### Requirement A
Under Article 691 in the passage on easements, what is required to create non-apparent continuous easements?
────────────────────────────────────────
36. In addition, Article 682 provides in relevant part:
1. The owner whose property is enclosed on all sides, and has no access or inadequate access on to the public highway, either for the private or for the business use of his property, shall be entitled to claim from his neighbours a sufficient right of way to ensure the full use of such property, subject to his paying adequate compensation for any damage that he may cause (emphasis mine).
37. Article 691 also provides in relevant part that:
Non-apparent continuous easements and discontinuous easements, apparent or non-apparent, may not be created except by a document of title.
38. In addition, section 52 of the Land Registration Act (LRA) provides in relevant part:
(1) The proprietor of land or a lease may, by an instrument in the prescribed form grant an easement to the proprietor or lessee of other land for the benefit of that other land.
(2) The instrument creating the easement shall specify clearly:
(a) the nature of the easement, the period for which it is granted and any conditions, limitations or restrictions intended to affect its enjoyment; and
(b) the land burdened by the easement and, if required by the Registrar, the particular part thereof so burdened; and
(c) the land which enjoys the benefit of the easement, and shall, if so required by the Registrar, include a plan sufficient in the Registrar’s estimation to define the easement.
(3) The grant of the easement shall be completed by its registration as an encumbrance in the register of the land burdened and in the property section of the register of the land which benefits, and filing the instrument
39. The principles that we can distil from all the above provisions read together are that an agreement among owners can create a right of way but that the agreement shall only have effect if created by a document of title, which is registered. In addition, based on Articles 639 and 682 (supra), where land is enclaved the owner of the dominant tenement may apply to the court to have a right of way across a servient tenement. Court orders in this respect are also registered.
────────────────────────────────────────
### Requirement B
In the records, swap "pointer" for "cursor" in everything from the line containing "Expected behaviour: the pointer locates the machinefinder" down to the end of the records, and reproduce only those lines.
────────────────────────────────────────
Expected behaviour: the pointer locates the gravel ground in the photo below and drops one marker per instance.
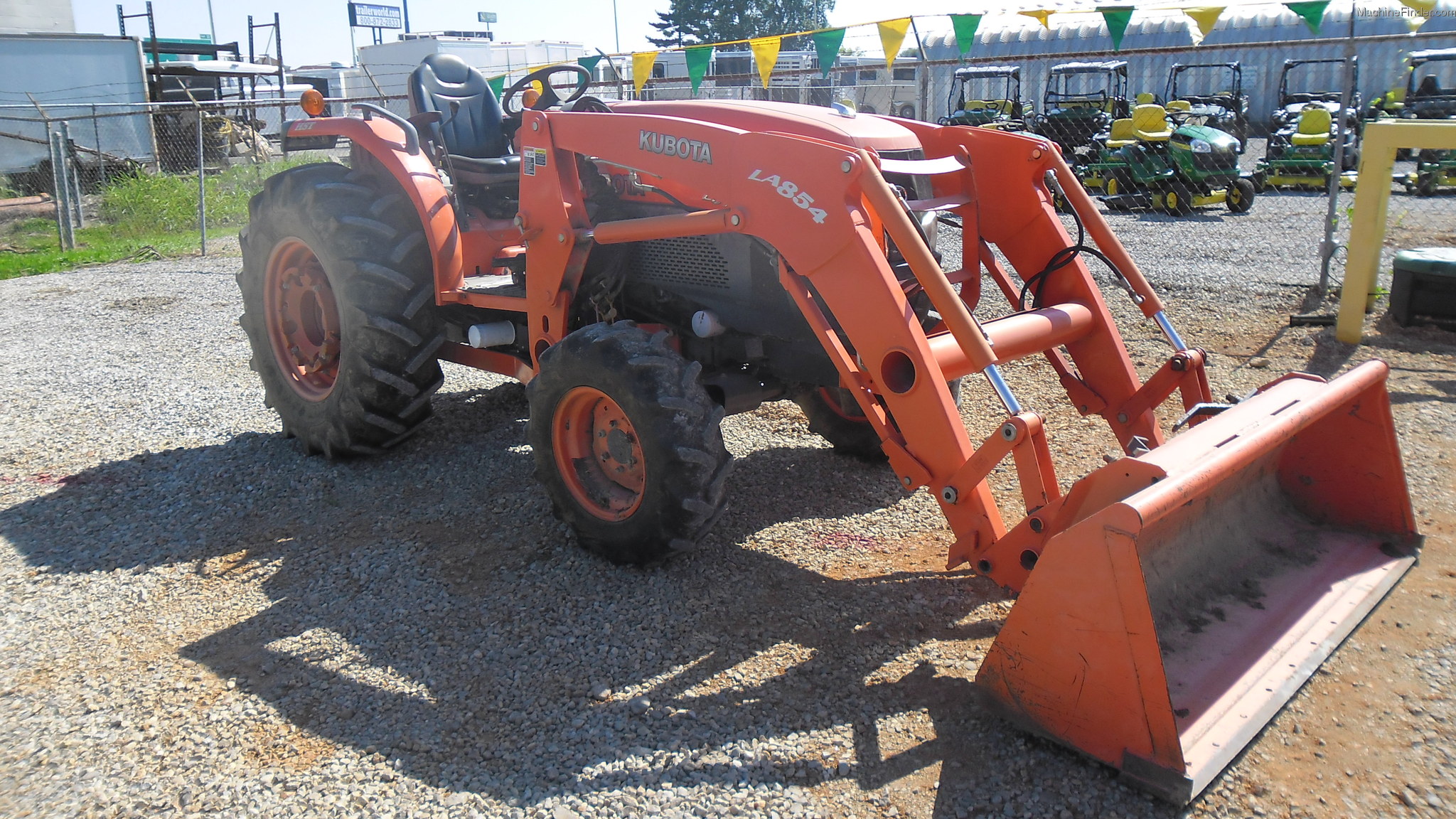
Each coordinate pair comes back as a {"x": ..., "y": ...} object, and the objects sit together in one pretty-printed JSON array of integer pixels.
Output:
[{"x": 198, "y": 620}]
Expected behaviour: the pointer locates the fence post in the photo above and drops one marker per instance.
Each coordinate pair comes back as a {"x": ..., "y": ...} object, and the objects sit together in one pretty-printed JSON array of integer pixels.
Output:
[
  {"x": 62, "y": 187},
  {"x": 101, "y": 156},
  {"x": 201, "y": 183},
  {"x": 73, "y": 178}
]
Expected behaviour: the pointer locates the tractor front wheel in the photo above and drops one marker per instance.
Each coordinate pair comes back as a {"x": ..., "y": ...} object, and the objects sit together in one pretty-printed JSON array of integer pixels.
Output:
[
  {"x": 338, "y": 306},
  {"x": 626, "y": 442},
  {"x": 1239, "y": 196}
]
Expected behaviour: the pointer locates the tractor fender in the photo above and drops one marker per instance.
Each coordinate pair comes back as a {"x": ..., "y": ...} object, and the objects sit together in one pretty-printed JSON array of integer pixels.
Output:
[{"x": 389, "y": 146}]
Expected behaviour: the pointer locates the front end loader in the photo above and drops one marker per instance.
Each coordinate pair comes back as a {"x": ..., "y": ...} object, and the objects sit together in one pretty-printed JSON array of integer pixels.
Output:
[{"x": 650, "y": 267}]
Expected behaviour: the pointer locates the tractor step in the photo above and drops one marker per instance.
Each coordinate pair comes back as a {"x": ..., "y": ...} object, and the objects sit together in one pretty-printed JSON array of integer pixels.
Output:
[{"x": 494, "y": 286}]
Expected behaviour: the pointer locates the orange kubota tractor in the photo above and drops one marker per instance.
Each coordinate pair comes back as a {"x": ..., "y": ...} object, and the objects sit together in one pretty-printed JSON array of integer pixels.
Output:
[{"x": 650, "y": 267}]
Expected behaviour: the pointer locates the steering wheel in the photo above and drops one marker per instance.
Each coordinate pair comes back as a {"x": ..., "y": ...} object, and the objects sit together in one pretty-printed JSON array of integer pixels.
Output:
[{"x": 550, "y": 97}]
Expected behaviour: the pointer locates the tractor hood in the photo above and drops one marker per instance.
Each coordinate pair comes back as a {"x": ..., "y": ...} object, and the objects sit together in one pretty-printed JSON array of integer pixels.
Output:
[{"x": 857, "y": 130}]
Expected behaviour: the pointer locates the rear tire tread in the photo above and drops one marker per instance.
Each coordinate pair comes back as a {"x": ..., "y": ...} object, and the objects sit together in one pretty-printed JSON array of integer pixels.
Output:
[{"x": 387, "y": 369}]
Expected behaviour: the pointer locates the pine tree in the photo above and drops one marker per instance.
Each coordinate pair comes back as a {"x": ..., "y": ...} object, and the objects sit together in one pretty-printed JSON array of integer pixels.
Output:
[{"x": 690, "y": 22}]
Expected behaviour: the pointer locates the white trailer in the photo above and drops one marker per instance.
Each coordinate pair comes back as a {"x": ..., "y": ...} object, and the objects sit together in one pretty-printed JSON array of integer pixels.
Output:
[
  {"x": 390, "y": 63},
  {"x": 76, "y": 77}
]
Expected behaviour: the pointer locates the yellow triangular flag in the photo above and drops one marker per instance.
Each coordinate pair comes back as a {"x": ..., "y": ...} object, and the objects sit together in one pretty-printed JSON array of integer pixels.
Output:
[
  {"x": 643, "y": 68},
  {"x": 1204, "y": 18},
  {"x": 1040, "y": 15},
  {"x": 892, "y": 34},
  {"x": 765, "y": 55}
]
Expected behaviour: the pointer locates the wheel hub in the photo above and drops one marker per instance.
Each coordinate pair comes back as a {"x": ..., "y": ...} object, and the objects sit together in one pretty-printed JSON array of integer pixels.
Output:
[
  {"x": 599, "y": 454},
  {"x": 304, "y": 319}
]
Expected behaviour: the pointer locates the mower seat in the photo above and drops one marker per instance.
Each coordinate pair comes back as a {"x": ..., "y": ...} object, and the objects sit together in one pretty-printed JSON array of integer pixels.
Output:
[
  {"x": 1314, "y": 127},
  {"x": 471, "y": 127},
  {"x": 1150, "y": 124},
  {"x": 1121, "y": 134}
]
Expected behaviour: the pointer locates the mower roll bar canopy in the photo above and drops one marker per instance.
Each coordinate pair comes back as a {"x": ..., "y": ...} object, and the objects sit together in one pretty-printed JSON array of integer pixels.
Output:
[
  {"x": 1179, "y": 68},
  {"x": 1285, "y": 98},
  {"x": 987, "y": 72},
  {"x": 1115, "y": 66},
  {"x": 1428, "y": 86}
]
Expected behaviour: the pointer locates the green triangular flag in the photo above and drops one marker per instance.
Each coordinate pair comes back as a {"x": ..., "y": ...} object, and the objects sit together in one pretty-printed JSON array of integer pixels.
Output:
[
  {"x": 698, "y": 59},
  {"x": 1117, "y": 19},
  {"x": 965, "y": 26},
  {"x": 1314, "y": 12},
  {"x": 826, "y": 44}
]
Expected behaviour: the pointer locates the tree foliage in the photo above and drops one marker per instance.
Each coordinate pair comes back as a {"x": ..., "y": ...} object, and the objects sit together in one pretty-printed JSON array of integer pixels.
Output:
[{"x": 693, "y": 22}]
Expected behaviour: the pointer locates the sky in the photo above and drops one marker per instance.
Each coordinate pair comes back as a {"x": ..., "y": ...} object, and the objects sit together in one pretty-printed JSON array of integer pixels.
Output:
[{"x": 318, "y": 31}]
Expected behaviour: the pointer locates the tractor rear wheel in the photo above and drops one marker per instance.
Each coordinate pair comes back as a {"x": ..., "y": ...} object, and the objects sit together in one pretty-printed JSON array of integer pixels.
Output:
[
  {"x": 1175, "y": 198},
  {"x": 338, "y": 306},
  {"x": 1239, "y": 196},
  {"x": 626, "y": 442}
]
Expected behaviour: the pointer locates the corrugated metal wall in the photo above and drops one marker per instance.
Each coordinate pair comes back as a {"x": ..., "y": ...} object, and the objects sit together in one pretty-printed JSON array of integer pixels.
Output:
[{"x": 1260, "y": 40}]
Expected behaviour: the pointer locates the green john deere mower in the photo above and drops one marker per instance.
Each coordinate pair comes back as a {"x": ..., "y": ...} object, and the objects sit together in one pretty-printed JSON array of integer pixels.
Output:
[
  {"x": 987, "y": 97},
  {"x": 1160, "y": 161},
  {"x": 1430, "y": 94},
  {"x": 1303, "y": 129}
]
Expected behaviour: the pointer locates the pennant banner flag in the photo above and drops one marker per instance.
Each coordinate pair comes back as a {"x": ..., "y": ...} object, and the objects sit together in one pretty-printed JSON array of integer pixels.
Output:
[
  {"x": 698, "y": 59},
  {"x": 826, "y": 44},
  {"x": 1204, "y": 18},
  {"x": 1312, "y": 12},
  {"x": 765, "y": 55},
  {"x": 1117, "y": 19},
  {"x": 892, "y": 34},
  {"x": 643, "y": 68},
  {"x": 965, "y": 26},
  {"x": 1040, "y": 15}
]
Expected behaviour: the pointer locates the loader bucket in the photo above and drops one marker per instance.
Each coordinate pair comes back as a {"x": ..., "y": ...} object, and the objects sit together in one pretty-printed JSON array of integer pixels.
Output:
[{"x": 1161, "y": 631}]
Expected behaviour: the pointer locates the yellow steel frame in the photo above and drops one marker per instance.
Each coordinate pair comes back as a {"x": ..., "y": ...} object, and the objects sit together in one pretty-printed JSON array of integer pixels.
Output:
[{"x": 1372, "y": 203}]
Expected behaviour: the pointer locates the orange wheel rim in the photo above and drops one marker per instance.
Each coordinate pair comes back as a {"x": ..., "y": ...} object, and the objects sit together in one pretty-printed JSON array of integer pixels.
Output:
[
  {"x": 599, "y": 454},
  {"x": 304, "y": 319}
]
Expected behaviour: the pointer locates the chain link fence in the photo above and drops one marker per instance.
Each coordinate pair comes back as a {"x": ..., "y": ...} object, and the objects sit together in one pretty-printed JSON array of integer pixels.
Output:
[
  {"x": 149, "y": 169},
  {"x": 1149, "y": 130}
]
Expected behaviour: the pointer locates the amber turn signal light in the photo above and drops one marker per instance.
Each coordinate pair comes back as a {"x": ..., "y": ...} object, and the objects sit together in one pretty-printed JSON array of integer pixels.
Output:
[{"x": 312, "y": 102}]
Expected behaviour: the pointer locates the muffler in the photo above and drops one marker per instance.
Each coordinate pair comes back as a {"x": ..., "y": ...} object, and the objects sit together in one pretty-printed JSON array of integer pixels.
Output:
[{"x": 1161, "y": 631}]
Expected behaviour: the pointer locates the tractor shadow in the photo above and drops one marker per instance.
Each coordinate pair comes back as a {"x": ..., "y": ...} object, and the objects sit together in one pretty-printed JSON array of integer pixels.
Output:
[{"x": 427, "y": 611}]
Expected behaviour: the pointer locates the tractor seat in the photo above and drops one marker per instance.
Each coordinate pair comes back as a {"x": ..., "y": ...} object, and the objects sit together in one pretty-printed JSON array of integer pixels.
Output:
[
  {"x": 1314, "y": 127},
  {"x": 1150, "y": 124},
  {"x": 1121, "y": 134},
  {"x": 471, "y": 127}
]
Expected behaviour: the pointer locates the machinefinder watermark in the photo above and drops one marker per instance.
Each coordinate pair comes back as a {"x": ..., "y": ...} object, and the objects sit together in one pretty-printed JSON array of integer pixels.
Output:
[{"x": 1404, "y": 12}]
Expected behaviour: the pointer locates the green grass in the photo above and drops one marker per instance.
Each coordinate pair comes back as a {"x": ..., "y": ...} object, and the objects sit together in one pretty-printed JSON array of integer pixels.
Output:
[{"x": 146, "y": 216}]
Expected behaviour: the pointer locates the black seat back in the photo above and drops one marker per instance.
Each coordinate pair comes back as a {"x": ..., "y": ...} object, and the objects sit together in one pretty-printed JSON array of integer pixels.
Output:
────────────────────────────────────────
### Full response A
A document of title.

### Full response B
Expected behaviour: the cursor locates the machinefinder watermark in the photo above and drops one marker per instance.
Each coordinate pair comes back as a {"x": ..., "y": ...} object, and the objects sit together in one pretty-printed JSON array of integer pixels.
Output:
[{"x": 1404, "y": 12}]
Expected behaviour: the cursor locates the green grass in the photo above and drops one marker per instance.
Each coordinate pair comes back as a {"x": ..., "y": ...} object, and the objects sit together in one pretty-printed JSON array of integer pixels.
Output:
[{"x": 146, "y": 216}]
Expected behaviour: the cursor locates the black seat back in the photo above and drops one marker per instance.
Each coordinate pair comes back as a {"x": ..., "y": ...} object, and the objects sit together in one pretty-printed JSON array of integer pixels.
Output:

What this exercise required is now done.